* What the task asks *
Reproduce the records word for word, starting with their first line and going on through the line containing "[[[0,0],[0,156],[441,240],[1021,224],[1021,2]]]", both ends included.

* Data entries *
····················
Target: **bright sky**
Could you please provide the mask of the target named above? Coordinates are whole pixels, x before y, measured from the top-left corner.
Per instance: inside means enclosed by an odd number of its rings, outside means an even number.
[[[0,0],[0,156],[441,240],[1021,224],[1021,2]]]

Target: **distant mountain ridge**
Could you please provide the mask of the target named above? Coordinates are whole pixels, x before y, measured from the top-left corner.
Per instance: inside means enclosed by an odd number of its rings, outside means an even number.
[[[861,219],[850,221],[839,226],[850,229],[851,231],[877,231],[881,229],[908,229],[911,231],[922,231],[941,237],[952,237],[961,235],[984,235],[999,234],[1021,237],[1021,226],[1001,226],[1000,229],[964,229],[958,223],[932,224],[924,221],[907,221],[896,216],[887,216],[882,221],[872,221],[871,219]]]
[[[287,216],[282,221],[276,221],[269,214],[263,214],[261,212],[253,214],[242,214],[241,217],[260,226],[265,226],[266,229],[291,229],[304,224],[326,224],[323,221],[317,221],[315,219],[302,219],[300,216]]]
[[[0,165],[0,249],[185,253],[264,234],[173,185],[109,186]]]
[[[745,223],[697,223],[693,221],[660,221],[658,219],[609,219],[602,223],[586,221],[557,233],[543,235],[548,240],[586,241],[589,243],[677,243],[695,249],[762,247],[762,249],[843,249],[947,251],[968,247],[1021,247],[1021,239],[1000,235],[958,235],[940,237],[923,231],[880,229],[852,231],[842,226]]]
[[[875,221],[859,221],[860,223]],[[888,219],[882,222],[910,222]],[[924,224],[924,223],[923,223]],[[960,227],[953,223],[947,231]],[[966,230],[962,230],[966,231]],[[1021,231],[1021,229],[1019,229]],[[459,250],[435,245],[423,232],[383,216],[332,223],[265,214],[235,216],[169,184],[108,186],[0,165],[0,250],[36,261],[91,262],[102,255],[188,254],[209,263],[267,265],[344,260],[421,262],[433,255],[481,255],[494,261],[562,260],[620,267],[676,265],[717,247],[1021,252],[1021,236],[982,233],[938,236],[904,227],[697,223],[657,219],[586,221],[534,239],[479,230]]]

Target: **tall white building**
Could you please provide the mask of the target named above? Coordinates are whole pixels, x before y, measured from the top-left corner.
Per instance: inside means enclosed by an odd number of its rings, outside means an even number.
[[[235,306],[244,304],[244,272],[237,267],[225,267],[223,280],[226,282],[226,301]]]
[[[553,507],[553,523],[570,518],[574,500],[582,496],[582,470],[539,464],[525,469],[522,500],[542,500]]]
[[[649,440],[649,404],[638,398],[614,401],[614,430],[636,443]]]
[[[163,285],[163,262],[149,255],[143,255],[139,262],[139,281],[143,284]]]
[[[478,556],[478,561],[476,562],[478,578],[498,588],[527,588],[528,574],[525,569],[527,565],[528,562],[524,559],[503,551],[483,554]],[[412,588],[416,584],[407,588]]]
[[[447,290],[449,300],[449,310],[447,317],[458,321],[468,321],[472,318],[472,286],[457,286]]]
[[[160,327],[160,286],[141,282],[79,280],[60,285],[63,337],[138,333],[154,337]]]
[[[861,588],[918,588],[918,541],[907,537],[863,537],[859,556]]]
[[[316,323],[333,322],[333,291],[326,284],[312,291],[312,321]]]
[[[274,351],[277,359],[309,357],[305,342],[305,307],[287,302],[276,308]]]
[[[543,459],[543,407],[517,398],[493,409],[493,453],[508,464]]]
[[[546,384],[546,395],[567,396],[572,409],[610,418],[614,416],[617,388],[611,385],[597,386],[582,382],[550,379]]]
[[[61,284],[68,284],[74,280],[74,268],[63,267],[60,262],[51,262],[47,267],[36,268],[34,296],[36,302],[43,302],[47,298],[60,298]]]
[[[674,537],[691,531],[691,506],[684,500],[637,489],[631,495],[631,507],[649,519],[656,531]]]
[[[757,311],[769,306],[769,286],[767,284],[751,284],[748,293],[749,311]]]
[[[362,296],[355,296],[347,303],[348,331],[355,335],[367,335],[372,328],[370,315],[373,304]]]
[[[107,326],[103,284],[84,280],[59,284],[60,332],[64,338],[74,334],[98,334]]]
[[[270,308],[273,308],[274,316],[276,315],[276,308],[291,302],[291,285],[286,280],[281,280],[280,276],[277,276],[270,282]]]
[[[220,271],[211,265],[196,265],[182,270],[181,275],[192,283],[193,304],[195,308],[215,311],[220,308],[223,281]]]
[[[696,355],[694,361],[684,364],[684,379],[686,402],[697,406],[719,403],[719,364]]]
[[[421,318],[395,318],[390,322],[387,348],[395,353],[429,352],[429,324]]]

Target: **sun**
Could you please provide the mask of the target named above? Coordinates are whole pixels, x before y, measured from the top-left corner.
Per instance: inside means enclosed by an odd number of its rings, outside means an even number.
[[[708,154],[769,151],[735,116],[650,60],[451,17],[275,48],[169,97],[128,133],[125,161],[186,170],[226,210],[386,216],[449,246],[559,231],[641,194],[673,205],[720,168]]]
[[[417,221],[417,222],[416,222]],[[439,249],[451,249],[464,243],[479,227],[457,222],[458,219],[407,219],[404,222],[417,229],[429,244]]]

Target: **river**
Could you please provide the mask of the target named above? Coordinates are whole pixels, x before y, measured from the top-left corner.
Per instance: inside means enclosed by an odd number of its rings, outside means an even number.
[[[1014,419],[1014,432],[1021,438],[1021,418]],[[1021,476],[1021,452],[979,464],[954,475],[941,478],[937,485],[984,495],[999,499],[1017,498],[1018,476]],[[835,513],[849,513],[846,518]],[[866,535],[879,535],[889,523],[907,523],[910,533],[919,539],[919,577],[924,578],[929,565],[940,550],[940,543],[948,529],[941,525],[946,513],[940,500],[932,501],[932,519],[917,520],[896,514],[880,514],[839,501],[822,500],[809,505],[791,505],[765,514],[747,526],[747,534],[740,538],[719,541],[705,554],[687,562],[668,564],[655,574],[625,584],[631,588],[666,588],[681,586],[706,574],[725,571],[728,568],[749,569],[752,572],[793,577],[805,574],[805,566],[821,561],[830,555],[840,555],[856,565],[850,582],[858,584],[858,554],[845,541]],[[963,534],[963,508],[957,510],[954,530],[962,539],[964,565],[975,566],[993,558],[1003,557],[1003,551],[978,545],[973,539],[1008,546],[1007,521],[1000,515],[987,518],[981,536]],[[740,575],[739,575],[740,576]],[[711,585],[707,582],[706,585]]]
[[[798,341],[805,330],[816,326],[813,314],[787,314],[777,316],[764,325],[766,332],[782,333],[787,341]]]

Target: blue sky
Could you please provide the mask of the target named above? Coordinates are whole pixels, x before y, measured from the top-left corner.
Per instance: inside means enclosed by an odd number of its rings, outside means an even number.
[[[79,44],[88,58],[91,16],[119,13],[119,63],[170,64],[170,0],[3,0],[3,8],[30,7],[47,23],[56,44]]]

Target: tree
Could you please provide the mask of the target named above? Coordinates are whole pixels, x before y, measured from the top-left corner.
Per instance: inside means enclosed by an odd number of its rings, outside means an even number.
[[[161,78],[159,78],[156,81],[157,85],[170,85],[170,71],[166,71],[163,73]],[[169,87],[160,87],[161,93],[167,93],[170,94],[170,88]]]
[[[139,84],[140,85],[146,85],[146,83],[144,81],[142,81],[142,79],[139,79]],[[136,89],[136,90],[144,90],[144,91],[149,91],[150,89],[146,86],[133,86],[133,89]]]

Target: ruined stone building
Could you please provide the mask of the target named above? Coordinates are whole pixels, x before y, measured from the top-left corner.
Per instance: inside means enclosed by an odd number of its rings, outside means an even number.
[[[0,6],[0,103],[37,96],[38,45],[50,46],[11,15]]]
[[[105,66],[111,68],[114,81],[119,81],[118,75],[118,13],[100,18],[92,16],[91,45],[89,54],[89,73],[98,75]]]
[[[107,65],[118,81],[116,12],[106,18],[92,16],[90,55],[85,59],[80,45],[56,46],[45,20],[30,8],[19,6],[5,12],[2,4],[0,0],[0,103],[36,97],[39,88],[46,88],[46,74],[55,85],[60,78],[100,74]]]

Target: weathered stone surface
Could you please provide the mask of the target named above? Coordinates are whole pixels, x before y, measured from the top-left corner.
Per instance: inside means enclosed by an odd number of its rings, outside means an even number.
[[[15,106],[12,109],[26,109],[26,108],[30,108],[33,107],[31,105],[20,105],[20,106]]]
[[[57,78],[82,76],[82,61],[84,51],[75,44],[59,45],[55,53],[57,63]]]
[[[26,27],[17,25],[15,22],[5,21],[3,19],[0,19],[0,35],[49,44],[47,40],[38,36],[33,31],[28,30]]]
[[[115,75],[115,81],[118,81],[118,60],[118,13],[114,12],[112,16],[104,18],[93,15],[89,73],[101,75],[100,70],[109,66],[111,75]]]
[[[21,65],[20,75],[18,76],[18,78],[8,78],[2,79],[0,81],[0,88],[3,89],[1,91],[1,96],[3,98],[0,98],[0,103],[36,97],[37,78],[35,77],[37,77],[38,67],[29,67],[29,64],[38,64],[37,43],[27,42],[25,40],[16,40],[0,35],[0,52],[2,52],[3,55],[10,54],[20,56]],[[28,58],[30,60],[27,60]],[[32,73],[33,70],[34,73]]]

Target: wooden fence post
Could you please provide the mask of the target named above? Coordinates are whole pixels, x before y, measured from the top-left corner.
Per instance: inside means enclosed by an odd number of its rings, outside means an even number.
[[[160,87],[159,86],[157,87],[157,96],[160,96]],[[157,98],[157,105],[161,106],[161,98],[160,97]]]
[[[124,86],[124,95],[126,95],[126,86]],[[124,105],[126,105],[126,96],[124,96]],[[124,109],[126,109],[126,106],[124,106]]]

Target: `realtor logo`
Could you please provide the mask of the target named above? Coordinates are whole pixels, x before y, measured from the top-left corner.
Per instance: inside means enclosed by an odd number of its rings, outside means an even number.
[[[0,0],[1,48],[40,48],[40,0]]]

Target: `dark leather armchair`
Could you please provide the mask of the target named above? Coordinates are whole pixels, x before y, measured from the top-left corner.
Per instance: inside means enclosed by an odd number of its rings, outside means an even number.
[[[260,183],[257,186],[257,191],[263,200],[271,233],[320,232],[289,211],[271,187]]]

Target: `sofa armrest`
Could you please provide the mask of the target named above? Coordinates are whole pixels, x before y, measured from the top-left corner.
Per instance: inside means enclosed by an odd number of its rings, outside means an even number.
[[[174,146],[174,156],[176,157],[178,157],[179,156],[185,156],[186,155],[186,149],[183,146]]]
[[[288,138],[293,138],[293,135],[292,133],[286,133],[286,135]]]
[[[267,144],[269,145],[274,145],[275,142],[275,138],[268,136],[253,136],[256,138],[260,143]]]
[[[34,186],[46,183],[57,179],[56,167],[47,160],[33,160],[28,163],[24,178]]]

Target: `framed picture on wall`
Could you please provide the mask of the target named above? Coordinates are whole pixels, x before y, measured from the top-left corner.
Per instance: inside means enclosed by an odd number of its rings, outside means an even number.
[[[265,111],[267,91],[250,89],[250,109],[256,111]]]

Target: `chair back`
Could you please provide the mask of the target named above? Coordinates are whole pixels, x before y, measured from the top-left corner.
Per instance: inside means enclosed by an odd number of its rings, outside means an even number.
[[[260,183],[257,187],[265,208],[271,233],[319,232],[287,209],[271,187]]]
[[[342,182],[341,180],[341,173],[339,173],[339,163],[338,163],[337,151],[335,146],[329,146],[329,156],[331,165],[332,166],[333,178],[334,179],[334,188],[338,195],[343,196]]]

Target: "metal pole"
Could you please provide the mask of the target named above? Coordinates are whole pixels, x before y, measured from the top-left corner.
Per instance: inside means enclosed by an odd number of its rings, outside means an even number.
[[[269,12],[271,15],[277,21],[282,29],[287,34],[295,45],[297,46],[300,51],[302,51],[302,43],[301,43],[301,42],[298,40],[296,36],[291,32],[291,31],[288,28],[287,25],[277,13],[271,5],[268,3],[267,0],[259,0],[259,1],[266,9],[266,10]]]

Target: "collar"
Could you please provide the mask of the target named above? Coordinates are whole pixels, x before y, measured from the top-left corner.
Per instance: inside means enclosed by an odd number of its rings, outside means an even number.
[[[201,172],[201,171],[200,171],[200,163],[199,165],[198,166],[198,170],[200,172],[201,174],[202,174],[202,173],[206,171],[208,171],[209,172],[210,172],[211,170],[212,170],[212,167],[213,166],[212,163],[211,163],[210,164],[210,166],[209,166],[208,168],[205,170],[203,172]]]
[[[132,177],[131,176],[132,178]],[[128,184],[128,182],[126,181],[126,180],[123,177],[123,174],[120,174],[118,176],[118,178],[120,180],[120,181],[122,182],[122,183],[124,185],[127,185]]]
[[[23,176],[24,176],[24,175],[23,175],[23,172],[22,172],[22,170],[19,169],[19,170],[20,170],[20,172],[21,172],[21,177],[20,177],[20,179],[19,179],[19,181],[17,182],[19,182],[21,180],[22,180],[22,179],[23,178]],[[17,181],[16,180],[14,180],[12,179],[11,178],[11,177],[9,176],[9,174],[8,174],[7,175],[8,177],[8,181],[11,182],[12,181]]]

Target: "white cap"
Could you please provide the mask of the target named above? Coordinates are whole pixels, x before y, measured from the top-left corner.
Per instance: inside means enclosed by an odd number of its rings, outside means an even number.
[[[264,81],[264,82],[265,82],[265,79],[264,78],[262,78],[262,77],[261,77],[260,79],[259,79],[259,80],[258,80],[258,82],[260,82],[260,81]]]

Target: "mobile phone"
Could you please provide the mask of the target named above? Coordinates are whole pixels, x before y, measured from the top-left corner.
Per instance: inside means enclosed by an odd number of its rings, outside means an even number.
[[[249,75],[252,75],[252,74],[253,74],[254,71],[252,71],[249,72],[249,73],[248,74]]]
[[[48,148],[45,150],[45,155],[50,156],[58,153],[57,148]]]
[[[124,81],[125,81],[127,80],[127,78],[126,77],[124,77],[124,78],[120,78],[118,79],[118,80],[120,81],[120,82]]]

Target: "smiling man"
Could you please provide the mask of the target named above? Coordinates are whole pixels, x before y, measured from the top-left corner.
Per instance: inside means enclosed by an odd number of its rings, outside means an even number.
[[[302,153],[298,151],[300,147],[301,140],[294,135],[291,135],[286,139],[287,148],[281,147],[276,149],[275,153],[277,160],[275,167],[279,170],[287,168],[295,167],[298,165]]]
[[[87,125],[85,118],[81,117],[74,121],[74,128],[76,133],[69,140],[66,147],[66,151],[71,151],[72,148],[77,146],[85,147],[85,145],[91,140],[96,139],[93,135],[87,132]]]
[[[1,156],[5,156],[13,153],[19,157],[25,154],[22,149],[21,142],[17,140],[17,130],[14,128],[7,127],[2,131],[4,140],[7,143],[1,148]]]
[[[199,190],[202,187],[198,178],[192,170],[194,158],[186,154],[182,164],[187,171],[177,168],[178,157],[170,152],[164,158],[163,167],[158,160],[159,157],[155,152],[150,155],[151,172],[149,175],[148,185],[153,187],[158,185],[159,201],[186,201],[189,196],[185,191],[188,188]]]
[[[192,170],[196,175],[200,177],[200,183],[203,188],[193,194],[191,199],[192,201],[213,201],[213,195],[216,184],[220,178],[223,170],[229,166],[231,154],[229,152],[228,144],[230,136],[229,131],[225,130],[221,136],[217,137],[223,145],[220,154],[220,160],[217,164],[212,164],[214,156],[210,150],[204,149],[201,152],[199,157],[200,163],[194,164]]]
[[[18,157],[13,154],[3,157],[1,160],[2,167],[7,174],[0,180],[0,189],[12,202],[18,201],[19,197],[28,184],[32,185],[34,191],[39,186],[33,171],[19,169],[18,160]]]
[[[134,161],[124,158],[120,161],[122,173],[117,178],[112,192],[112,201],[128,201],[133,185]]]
····················
* Answer to the exercise *
Target: **bright sky**
Could you please provide the mask of the target named above? Coordinates are whole pixels, x before y, measured from the top-left corner.
Per instance: inside means enclosed by an odd number of its rings, outside means an even number.
[[[0,0],[0,156],[441,240],[1021,224],[1021,2]]]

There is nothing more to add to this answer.